**** Podany tekst
Literatura

Lament nad językiem. „Vida local” Tomasza Pułki

Człowiek jest istotą językową, a poprzez język przekazuje idee przekładające się na nasze zrozumienie światów wewnętrznego i zewnętrznego. Pułka postanowił zanarchizować te uporządkowane (i oględnie przeze mnie określone) terminy, wykazując problemy, z jakimi się spotykamy podczas prób wysłowienia niewyrażalnego.

 

Niełatwo jest przyznać się do bezradności. Niełatwo jest poczuć się opuszczonym przez wszelkie teorie próbujące nam wyjaśnić część zjawisk zachodzących w świecie (literackim). Wreszcie niełatwo jest znaleźć się w nieprzyjaznym naszym zmysłom środowisku (literackim). Czujemy się wtedy oszukani, odrzuceni i pozbawieni mocy sprawczej. Chce nam się płakać i wyprzeć doświadczenie, nazywając je bezsensownym czy bezcelowym. Wydaje się, że wpadamy wtedy w jakiś mały nurt wielkiej rzeki, która postanowiła nas, poniżonych i mokrych, wypluć na brzeg zamieszkały przez endemiczne gatunki przypominające warany z Komodo, ale znacznie bardziej niebezpieczne i głodne. Jesteśmy oczywiście nieprzygotowani na ich atak, więc bronimy się znalezionym pod ręką patykiem i rzucamy bestiom piasek w oczy, mając nadzieję na rychłą ucieczkę.

 

Taka właśnie bezradność dopadła mnie w Vida local Tomasza Pułki.

 

Zdałam sobie sprawę, że szukanie sensu lub celu jest przeciwskuteczne. Autor przekroczył granicę zrozumialności w bajkowy i fantazyjny sposób przestając naginać zasady gramatyki i ortografii – a łamiąc je właśnie. Książkę można czytać wyłącznie samą przez się, więc pozwolę sobie na cytat ilustrujący moje gorzkie żale nad lekturą: „Sprawa – wydawałoby się – prosta, lecz do wciśnięcia guzika Rekrutowany mógł użyć tylko i wyłącznie lewego obcasa buta swojego kolegi. Jak to się przekładało na jakość wyników – nie wiemy po dziś dzień” (s. 43). Być może sens jest w braku celowości, choć jestem w stanie przyjąć wyjaśnienie, że celem jest brak sensu.

 

Ale dość już żartów. Archaiczna strukturalna hermeneutyka nie opowie nam niczego ciekawego o Vida local, ponieważ zaczynając czytać któreś z trzech zawartych w książce opowiadań musimy wywiesić białą flagę. Nie ma jednej, mniej lub bardziej oczywistej, wiedzy o języku, tak samo jak nie jesteśmy w stanie znaleźć wyczerpującej odpowiedzi na pytanie o człowieczeństwo. Człowiek jest istotą językową, a poprzez język przekazuje idee przekładające się na nasze zrozumienie światów wewnętrznego i zewnętrznego. Pułka postanowił zanarchizować te uporządkowane (i oględnie przeze mnie określone) terminy, wykazując problemy, z jakimi się spotykamy podczas prób wysłowienia niewyrażalnego.
********
**** Zapisane dane
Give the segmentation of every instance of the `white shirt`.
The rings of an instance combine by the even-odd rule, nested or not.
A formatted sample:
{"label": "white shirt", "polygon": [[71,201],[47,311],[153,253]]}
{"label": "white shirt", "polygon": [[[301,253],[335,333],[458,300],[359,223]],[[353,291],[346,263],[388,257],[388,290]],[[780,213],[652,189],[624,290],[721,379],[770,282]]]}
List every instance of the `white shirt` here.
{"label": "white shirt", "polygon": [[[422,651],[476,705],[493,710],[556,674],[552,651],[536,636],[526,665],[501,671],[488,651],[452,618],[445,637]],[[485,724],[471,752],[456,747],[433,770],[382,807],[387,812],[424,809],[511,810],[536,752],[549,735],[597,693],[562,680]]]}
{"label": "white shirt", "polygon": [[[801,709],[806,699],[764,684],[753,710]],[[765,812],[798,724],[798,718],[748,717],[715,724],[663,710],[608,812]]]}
********
**** Zapisane dane
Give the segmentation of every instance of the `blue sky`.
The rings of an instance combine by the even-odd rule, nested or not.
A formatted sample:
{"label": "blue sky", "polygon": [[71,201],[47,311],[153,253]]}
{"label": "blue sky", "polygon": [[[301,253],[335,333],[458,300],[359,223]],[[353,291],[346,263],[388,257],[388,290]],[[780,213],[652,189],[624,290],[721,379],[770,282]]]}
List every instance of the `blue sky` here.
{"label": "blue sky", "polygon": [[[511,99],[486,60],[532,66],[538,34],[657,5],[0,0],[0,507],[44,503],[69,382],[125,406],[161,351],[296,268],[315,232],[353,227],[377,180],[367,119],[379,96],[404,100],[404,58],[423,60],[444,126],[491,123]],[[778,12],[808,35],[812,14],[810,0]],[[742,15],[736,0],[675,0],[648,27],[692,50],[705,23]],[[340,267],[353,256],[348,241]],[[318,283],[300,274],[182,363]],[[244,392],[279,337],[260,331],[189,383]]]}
********
§ **Zadania do wykonania**:
1 – Dlaczego według tekstu o „Vida local” archaiczna strukturalna hermeneutyka nie opowie nam niczego ciekawego o tej książce? Odpowiedz w jednym do trzech zdań.
2 – Pokaż wszystkie wiersze, w których występuje słowo „Give”. Wielkość liter ma znaczenie.

§ **Oczekiwane wyniki**:
1 – Zaczynając czytać którekolwiek z trzech opowiadań zawartych w książce, musimy wywiesić białą flagę. Dlatego archaiczna strukturalna hermeneutyka nie opowie nam niczego ciekawego o „Vida local”.

2 –
Give the segmentation of every instance of the `white shirt`.
Give the segmentation of every instance of the `blue sky`.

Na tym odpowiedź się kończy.